## Description of the task
Every entry below must be repeated exactly; skip the pictures.

## Dataset content
────────

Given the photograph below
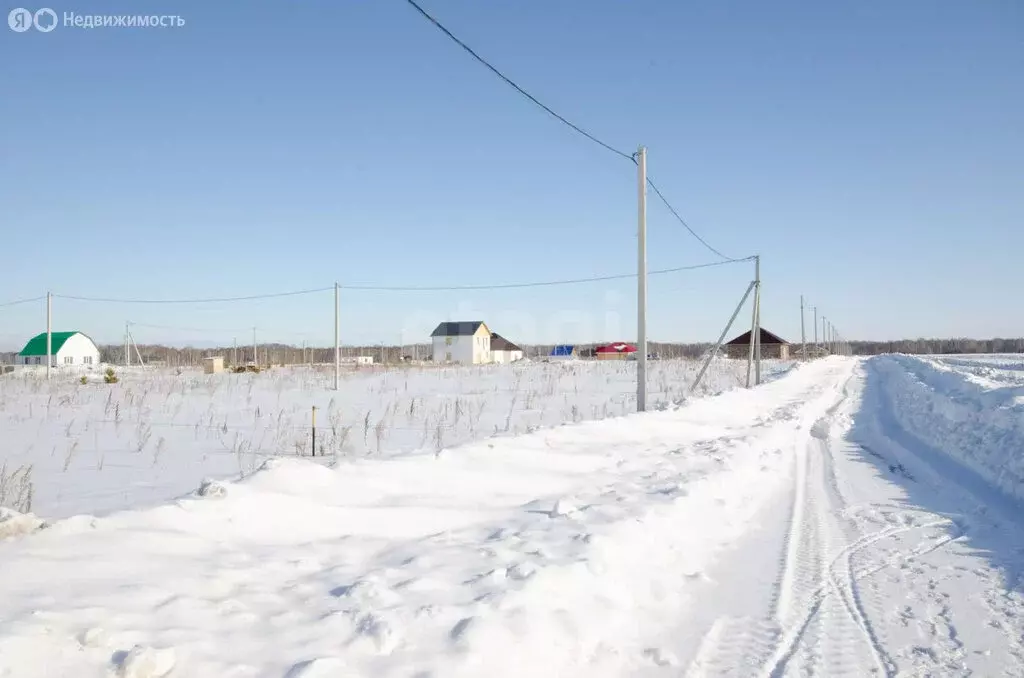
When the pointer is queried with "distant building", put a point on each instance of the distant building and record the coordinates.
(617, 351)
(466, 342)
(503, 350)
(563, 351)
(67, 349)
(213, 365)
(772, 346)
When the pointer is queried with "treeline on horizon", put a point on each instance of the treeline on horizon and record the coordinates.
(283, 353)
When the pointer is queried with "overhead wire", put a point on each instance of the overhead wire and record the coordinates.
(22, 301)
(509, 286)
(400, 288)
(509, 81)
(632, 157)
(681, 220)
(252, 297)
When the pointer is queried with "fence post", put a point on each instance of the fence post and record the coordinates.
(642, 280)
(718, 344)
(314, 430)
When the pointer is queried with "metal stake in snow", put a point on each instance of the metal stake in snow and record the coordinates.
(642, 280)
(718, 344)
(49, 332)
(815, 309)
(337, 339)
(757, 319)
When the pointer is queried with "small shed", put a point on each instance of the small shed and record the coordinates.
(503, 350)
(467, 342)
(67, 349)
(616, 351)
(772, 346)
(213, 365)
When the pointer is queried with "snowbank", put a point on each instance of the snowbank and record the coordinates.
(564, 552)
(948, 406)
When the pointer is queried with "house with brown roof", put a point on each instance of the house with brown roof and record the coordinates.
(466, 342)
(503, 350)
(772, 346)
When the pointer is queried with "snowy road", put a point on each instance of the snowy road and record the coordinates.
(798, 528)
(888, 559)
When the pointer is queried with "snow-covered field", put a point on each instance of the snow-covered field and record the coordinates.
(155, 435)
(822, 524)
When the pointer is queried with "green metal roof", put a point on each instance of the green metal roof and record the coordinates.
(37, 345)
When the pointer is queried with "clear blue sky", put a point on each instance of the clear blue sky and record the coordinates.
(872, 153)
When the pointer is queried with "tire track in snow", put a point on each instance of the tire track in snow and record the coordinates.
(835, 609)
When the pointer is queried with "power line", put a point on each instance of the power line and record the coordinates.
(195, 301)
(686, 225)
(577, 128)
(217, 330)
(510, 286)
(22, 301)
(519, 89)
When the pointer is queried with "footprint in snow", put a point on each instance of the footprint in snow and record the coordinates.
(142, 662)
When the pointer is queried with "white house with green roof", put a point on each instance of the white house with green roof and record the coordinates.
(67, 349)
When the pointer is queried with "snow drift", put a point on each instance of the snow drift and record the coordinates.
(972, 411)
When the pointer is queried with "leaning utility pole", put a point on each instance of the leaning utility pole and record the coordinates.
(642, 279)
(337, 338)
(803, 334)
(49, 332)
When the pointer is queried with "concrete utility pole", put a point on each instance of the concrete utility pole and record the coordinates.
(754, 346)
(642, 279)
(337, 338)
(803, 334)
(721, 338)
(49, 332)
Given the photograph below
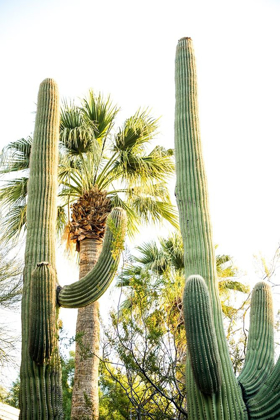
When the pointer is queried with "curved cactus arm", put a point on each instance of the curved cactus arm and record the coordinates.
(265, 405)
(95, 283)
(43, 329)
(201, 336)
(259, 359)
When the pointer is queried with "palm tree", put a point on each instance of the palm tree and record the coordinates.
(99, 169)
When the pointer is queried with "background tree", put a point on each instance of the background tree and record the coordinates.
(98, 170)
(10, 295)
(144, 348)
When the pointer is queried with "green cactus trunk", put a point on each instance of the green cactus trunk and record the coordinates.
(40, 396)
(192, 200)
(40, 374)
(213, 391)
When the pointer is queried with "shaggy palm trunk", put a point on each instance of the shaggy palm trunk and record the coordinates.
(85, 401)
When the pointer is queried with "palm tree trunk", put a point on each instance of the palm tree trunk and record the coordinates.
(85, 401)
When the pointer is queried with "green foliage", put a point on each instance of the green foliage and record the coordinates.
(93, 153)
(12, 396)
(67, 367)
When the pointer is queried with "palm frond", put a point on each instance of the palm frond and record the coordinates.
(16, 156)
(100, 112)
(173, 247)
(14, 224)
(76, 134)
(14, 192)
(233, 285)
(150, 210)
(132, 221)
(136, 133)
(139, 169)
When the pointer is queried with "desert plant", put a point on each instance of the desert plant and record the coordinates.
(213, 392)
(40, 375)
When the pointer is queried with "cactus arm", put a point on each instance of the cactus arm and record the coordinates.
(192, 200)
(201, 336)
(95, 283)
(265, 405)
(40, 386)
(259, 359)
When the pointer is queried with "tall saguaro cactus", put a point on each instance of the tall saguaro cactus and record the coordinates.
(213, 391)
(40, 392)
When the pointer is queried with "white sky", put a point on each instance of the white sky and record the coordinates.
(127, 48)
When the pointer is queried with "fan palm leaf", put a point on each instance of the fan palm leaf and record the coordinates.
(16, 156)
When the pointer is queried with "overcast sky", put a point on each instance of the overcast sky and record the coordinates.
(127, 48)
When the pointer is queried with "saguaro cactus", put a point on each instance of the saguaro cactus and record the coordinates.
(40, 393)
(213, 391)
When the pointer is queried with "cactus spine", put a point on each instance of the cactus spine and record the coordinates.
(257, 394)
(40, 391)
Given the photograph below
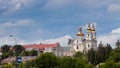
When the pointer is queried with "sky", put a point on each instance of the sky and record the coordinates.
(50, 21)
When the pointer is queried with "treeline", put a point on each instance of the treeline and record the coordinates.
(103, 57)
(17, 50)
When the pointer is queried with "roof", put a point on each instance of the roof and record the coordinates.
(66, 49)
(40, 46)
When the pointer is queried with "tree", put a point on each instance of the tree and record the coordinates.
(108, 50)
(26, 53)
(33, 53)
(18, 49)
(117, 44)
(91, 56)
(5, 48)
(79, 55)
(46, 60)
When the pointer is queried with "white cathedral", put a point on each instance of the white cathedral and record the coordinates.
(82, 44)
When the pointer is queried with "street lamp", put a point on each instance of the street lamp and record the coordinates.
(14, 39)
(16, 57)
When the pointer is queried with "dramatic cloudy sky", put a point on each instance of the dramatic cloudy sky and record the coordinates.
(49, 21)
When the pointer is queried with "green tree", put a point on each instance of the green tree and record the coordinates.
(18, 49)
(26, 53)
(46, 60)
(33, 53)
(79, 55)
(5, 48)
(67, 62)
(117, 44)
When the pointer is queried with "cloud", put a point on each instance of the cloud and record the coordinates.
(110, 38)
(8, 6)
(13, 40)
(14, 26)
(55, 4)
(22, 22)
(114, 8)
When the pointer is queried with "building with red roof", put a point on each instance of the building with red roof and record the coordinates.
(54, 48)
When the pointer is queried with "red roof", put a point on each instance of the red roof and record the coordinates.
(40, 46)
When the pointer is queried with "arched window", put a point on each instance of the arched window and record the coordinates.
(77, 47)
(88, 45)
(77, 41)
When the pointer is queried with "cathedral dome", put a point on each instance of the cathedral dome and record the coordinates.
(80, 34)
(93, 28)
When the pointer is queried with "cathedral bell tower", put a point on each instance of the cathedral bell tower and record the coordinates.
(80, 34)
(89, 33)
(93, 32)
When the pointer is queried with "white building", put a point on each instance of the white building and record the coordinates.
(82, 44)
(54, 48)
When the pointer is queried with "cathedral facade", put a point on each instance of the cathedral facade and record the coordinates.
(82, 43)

────────

## The result
Given the photograph below
When the pointer is queried with "distant building", put a point on each instance of the distant building and record the coordinates.
(617, 351)
(466, 342)
(503, 350)
(563, 351)
(67, 349)
(213, 365)
(772, 346)
When the pointer is queried with "treeline on horizon", put a point on each instance of the treeline on horizon and record the coordinates.
(283, 353)
When the pointer is queried with "overhead wire", put a point on each instance of the overhead wire and record the coordinates.
(22, 301)
(509, 286)
(400, 288)
(509, 81)
(632, 157)
(681, 220)
(252, 297)
When the pointer is queried with "fence post", put a point on each instance of the fence post and record the coordinates.
(642, 280)
(718, 344)
(314, 430)
When the pointer is queried with "metal stake in snow", put a point on each instance of the metal stake in snow and record the coordinates.
(642, 280)
(718, 344)
(49, 332)
(815, 309)
(337, 339)
(757, 319)
When the pointer is queried with "small shed", put a point on each instance of the small shed and record the coordinates.
(503, 350)
(467, 342)
(67, 349)
(616, 351)
(772, 346)
(213, 365)
When the pointer is queried with "snowbank", put a point on each instance of the snowbank and record the coordinates.
(564, 552)
(948, 406)
When the pointer is queried with "house with brown roof", put a point on each instance of the house with brown roof and record the coordinates.
(466, 342)
(503, 350)
(772, 346)
When the pointer is queried with "snowy road", put a point on each instance of the snowy road and record the coordinates.
(798, 528)
(888, 559)
When the pointer is queried with "snow-covered field", put a point on each instance of the snow-covered field and record the coordinates.
(155, 435)
(822, 524)
When the pointer is queried with "green metal roof", put a point on each instance of the green metal roof and record the coordinates.
(37, 345)
When the pointer is queried with "clear blue sky", put a point on each instance of the clear blue sky and record the coordinates.
(872, 153)
When the pointer is queried with "tire track in snow", put a point on each instance of the tire track in snow and record the coordinates.
(835, 609)
When the pointer is queried with "power line", put a point on each instance of the power line and record the coordinates.
(195, 301)
(686, 225)
(577, 128)
(217, 330)
(510, 286)
(22, 301)
(519, 89)
When the pointer is queried with "footprint in snow", put a point on each instance of the footprint in snow and record the coordinates.
(142, 662)
When the pointer is queried with "white house with green roof", put a point on each instance of the white house with green roof and record the coordinates.
(67, 349)
When the pointer is queried with "snow drift", put a point on each instance of the snow drift and record the coordinates.
(972, 411)
When the pointer is queried with "leaning utility pole", put a point on each instance of the leaning utility pole and record the coordinates.
(642, 279)
(337, 338)
(803, 334)
(49, 332)
When the pointer is queried with "concrete utility pole", put a point on each instance of the concrete utility pole and record the coordinates.
(754, 346)
(642, 279)
(337, 338)
(803, 334)
(721, 338)
(49, 332)
Given the photograph below
When the pointer is queried with "curved cactus arm", put a point on each instance of the curved cactus arm and record the coordinates.
(265, 405)
(95, 283)
(43, 329)
(201, 336)
(259, 359)
When the pointer is queried with "palm tree", put a point on each instance of the palm tree and record the coordinates.
(99, 169)
When the pointer is queried with "background tree", put a point on each instance of the background tree and record the coordinates.
(98, 170)
(10, 295)
(144, 348)
When the pointer is queried with "green cactus trunk", put a point on each instance of the green cactus trunk and record the coordinates.
(40, 396)
(192, 200)
(40, 374)
(213, 391)
When the pointer is queried with "shaggy palm trunk", put a point on each instance of the shaggy palm trunk and record the coordinates.
(85, 401)
When the pointer is queried with "palm tree trunk", put a point on each instance of the palm tree trunk and record the coordinates.
(85, 401)
When the pointer is queried with "green foliage", put a point on each instance of the green foliage and record the coordinates.
(93, 153)
(12, 396)
(67, 367)
When the pointer is queried with "palm frond", put a point on each instance of the palm frond and record the coordinates.
(16, 156)
(100, 112)
(173, 247)
(14, 224)
(76, 134)
(14, 192)
(233, 285)
(150, 210)
(132, 221)
(136, 133)
(139, 169)
When the pointer is queried with "desert plant", put a point on each instance of the desert plant and record the coordinates.
(213, 392)
(40, 375)
When the pointer is queried with "cactus arm", put a point on each instance of the cactus arm and record the coordinates.
(192, 200)
(201, 336)
(95, 283)
(265, 405)
(40, 386)
(259, 359)
When the pointer is queried with "tall saguaro cactus", put a point on each instance of the tall saguaro cactus and record the coordinates.
(213, 391)
(40, 392)
When the pointer is queried with "white sky", put a point on each instance of the white sky and record the coordinates.
(127, 48)
When the pointer is queried with "fan palm leaf", put a point on each instance of the fan palm leaf and record the coordinates.
(16, 156)
When the pointer is queried with "overcast sky", put a point on each instance of the overcast sky and record the coordinates.
(127, 48)
When the pointer is queried with "saguaro cactus", put a point on each instance of the saguaro cactus and record the coordinates.
(40, 393)
(213, 391)
When the pointer is queried with "cactus spine", put a point on each instance of the cactus spine and record the coordinates.
(257, 394)
(40, 391)
Given the photograph below
When the pointer is queried with "sky", put a point on each instance of the sky and record the coordinates.
(50, 21)
When the pointer is queried with "treeline", put a point on each instance of the treeline and record the coordinates.
(103, 57)
(17, 50)
When the pointer is queried with "roof", put a point on each instance of the roof and record the coordinates.
(66, 49)
(40, 46)
When the pointer is queried with "tree", put a point on each instance of the tree and record the coordinates.
(108, 50)
(26, 53)
(33, 53)
(18, 49)
(117, 44)
(91, 56)
(5, 48)
(79, 55)
(46, 60)
When the pointer is queried with "white cathedral", put a point on each instance of the white cathedral and record the coordinates.
(82, 44)
When the pointer is queried with "street lamp", put a point on each instance of the street lamp and record the coordinates.
(14, 39)
(16, 57)
When the pointer is queried with "dramatic cloudy sky", put a point on each instance of the dramatic cloudy sky and record the coordinates.
(49, 21)
When the pointer is queried with "green tree", put a point on each instance of the green tree and record the coordinates.
(18, 49)
(26, 53)
(46, 60)
(33, 53)
(79, 55)
(5, 48)
(67, 62)
(117, 44)
When the pointer is queried with "cloud", put a point on each instance of the cloud and record the coordinates.
(110, 38)
(8, 6)
(13, 40)
(14, 26)
(55, 4)
(22, 22)
(114, 8)
When the pointer is queried with "building with red roof", put a point on each instance of the building with red roof and record the coordinates.
(54, 48)
When the pointer is queried with "red roof", put a point on each instance of the red roof and record the coordinates.
(40, 46)
When the pointer is queried with "arched window", put a point on each instance of the arched window and record the coordinates.
(77, 47)
(88, 45)
(77, 41)
When the pointer is queried with "cathedral dome", put a point on each instance of the cathedral dome and record the coordinates.
(80, 34)
(93, 28)
When the pointer is queried with "cathedral bell tower", put a point on each instance of the cathedral bell tower and record the coordinates.
(80, 34)
(89, 33)
(93, 32)
When the pointer is queried with "white building", put a point on each instance of the white building and record the coordinates.
(82, 44)
(54, 48)
When the pointer is queried with "cathedral facade", put a point on each instance of the cathedral facade and record the coordinates.
(82, 43)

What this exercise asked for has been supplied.